--- Extracted text ---
───

When Crysis goes wrong. Good luck recreating this one!

Dwarf Fortress isn’t a game I’d ever attempt to play, but I’m still completely grateful for its existence — reading other players’ accounts of Dwarf Fortress misadventures is a joy. A friend of mine lost one of his villagers; the dwarf was in a well (with water) but died of thirst because he knew alcohol was nearby, so refused to drink the water.

Scott Sharkey, of 1UP’s Good Grief (now Oddcast) podcast, tells Dwarf Fortress stories that make me laugh until it hurts. The most memorable has to be his tale of how his entire dwarf army died except for a newborn infant, who was so depressed by the endless sprawl of corpses that he dragged himself to the nearest weapon and committed suicide. All of these hilarious (albeit morbid) events are a product of the game’s unorthodox A.I., which assigns irrational wants, needs, and fears to characters.

Dwarf Fortress could be the golden god of gaming, except more often than not it’s a study in frustration and minimalist visuals — I mean we are literally talking ASCII-level graphics. It takes a whole lot of imagination on the player’s part to fill the space between those pixels.

Our minds are not yet able to process the graphical fidelity of Dwarf Fortress.

Let me know if I’m alone here, but what is funnier: Tim Schafer’s cartoon logic and humor shoe-horned in a genre exercise, or watching a car explode in Wheelman followed by the passenger exiting unscathed and casually walking away? Schafer’s writing is certainly clever enough to make me crack a smile, but it’s a similar experience to watching a cartoon. This sort of linear thinking is what keeps us away from, say, randomly spawning serial killers in Grand Theft Auto 4, impromptu orgies in Fallout 3, or a flash mob of beggars that trying to drag you down in Infamous.

I’m aware that these games are far too self-obsessed with their atmosphere and “bigger is better” mentality to stoop so low as having a laugh at dysfunctional A.I., but isn’t there a space for games that do this and do it well? You know, like a Dwarf Fortress made for PS3, or a shooter where everything (outside of the controls) is hilariously, intentionally janky and unrealistic.

───

--- Apply what you read ---
(1) Name every video game title the article mentions.
(2) Reproduce the part of the article that opens with the words containing "When Crysis goes" and closes with "drink the water.".
The data after this point are separate material, unrelated to the article.

[Collection entries]
───

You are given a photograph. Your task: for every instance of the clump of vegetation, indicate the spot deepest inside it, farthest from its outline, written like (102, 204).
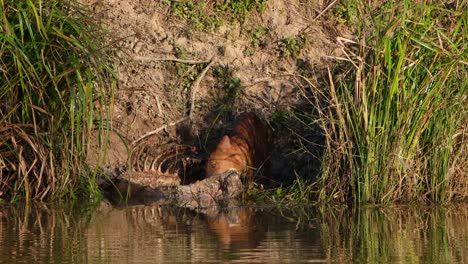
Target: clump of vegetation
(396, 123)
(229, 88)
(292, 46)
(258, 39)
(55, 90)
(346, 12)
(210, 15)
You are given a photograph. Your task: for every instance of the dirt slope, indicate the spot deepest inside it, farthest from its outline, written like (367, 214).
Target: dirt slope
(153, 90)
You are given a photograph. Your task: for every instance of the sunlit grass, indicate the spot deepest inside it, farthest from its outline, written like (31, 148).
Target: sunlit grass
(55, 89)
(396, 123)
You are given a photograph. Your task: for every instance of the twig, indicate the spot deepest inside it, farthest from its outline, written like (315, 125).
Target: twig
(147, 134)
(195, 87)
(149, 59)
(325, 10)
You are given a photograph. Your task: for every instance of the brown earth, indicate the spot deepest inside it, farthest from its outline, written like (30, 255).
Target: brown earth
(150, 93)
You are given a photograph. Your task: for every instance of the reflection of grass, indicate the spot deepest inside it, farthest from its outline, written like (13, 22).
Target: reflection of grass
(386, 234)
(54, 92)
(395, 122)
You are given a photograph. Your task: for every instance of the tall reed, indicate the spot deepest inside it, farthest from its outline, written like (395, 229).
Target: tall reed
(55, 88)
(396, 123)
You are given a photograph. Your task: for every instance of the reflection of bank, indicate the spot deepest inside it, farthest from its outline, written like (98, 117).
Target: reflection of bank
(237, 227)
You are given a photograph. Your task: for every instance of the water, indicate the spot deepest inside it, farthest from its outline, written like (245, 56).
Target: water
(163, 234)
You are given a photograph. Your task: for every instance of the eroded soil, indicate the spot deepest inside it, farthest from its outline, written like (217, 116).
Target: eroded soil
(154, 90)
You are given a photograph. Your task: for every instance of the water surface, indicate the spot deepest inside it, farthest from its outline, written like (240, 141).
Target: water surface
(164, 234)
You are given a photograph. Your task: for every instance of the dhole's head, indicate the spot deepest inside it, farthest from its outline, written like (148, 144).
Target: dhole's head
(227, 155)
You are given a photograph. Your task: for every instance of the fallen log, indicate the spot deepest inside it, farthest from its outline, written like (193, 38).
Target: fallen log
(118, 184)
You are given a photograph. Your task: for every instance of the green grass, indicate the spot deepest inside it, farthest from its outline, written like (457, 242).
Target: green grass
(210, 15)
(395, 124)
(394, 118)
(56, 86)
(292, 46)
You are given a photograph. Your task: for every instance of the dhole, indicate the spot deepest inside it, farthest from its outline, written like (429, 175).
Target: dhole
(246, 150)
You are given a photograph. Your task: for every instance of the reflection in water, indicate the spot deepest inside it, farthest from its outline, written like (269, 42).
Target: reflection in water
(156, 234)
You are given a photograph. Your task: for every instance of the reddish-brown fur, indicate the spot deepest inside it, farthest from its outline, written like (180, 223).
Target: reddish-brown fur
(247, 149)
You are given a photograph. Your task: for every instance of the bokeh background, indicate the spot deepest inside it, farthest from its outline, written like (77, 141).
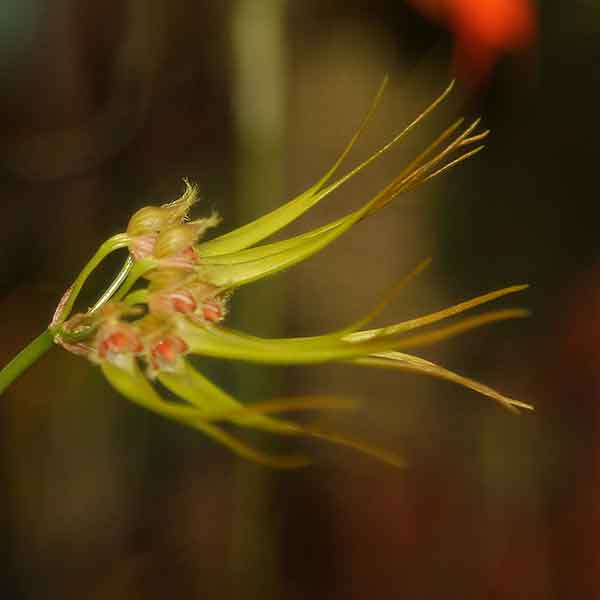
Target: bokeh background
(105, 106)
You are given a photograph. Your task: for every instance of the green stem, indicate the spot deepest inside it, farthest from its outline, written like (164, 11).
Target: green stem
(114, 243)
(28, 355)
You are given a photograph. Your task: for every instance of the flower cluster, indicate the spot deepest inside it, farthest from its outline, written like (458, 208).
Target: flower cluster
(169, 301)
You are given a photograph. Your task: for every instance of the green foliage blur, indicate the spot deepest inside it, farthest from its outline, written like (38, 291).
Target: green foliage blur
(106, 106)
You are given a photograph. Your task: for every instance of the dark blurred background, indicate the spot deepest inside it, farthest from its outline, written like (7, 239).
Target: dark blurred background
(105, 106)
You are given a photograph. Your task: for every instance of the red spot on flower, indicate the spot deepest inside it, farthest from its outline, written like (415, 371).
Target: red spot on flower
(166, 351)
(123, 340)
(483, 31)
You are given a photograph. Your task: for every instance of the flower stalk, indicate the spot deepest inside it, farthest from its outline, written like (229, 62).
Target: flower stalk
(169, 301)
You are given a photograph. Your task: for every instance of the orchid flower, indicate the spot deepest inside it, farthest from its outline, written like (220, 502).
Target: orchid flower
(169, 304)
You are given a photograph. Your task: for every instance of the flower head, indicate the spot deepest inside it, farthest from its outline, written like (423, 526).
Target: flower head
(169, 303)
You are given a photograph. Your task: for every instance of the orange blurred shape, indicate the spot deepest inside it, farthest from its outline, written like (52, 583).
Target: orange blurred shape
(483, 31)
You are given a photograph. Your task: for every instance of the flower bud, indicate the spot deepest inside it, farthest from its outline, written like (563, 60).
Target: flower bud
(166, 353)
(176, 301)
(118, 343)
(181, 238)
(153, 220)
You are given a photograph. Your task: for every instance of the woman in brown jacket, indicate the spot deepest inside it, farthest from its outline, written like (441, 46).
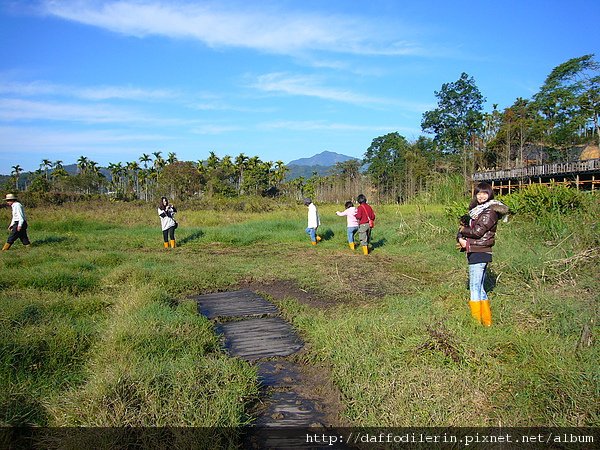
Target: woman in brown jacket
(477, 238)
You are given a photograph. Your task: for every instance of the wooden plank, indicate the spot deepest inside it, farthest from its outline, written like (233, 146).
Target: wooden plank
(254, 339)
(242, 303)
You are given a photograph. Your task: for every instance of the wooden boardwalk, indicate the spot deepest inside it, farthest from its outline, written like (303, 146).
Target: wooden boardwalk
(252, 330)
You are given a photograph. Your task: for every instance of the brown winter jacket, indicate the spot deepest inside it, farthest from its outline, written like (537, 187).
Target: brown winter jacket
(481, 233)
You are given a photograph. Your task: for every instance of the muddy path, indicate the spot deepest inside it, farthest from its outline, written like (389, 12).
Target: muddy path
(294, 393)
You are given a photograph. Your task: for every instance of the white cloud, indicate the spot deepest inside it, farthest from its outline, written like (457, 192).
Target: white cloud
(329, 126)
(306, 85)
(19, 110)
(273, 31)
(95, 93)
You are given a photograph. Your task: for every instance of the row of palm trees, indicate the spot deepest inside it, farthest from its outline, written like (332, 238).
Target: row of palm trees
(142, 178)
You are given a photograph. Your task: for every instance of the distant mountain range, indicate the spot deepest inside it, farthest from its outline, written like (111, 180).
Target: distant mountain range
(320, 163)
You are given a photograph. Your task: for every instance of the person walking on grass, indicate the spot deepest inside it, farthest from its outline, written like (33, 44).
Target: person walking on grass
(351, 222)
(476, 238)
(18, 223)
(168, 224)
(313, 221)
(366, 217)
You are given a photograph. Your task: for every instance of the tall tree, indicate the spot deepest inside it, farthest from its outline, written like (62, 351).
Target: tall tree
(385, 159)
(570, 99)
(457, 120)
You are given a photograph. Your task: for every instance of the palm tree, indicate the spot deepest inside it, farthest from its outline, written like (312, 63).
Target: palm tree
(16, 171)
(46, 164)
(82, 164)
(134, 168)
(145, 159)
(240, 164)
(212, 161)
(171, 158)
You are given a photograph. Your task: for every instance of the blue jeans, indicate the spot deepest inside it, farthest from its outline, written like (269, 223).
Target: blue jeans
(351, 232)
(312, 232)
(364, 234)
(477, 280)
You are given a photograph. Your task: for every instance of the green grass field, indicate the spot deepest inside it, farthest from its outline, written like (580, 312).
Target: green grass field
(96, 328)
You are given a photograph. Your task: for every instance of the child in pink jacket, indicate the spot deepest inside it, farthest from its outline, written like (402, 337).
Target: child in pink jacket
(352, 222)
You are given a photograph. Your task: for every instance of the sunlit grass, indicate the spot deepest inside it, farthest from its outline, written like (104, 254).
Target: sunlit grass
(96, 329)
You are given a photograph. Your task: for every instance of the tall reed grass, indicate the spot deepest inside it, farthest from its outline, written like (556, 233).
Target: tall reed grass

───

--- Task-by-task results ---
(1) Crysis, Dwarf Fortress, Wheelman, Grand Theft Auto 4, Fallout 3, Infamous

(2)
When Crysis goes wrong. Good luck recreating this one!

Dwarf Fortress isn’t a game I’d ever attempt to play, but I’m still completely grateful for its existence — reading other players’ accounts of Dwarf Fortress misadventures is a joy. A friend of mine lost one of his villagers; the dwarf was in a well (with water) but died of thirst because he knew alcohol was nearby, so refused to drink the water.